▸ Given exercise:
Copy out each of the lines below word for word, without changing anything.
_____
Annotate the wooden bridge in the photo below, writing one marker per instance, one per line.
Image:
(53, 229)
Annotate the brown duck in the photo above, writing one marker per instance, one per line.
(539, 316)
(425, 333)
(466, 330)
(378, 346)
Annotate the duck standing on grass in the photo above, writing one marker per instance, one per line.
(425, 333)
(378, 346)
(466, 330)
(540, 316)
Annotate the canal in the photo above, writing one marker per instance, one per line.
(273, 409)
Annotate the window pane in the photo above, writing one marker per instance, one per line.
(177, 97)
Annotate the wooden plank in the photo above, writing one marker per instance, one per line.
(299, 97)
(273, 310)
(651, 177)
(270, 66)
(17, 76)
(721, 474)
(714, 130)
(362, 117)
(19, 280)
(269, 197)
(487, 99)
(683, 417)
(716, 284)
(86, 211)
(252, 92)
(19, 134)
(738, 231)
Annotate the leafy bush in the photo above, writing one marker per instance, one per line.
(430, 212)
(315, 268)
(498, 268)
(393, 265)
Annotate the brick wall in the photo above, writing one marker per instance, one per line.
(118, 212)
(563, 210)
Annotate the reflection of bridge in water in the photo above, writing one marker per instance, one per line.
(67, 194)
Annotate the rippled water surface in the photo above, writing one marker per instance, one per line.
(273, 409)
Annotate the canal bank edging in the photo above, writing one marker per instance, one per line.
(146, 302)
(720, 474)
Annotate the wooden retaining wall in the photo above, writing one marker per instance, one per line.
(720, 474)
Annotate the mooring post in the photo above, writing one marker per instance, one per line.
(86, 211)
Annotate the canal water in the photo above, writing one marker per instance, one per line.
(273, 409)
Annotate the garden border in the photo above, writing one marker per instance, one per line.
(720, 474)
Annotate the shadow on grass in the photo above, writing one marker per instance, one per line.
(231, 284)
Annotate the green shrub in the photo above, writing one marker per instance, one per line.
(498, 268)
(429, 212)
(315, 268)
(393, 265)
_____
▸ The result:
Annotate the wooden bridge in the photo below, writing one marker per instance, one per line.
Image:
(53, 229)
Annotate the brown duck in the photo above, writing one marker per instance, one per line.
(539, 316)
(425, 333)
(466, 330)
(378, 346)
Annotate the duck standing on grass in the photo above, writing one marker per instance, one per line.
(425, 333)
(378, 346)
(466, 330)
(540, 316)
Annotate the canal in the photo above, writing one marker per instance, one per line.
(273, 409)
Annotate the window pane in the photo above, writing one marker per instance, one per line.
(177, 97)
Annotate the wooden plank in the photo above, writing one marker per instance, one per line.
(299, 97)
(273, 310)
(651, 177)
(270, 66)
(17, 76)
(721, 474)
(714, 130)
(362, 117)
(19, 280)
(269, 197)
(487, 99)
(683, 417)
(716, 284)
(86, 211)
(252, 92)
(19, 134)
(738, 231)
Annotate the leafy bush in the photo above, writing one marker per instance, one per line.
(430, 212)
(315, 268)
(498, 268)
(393, 265)
Annotate the brick wall in the photo above, writing one marker per instance, one per line.
(118, 212)
(563, 210)
Annotate the reflection of bridge in water in the photo above, writing one marker per instance, one per line.
(67, 194)
Annotate the rippled water surface in the photo above, writing one marker per instance, one per line.
(273, 409)
Annotate the canal bank edging in the photo above, writing one marker per instance, one per line.
(146, 302)
(720, 474)
Annotate the wooden retaining wall in the photo above, writing one marker per instance, one per line.
(720, 474)
Annotate the mooring post in the photo above, writing one marker per instance, one per line.
(86, 211)
Annotate the canal water in the photo above, writing one marker per instance, one per line.
(273, 409)
Annotate the garden border in the photo above, writing one marker per instance, one per line.
(720, 474)
Annotate the shadow on grass in the photo above, writing one marker per instance, one per line.
(231, 284)
Annotate the green shrub in the photo above, writing one marker per instance, one per line.
(498, 268)
(429, 212)
(315, 268)
(393, 265)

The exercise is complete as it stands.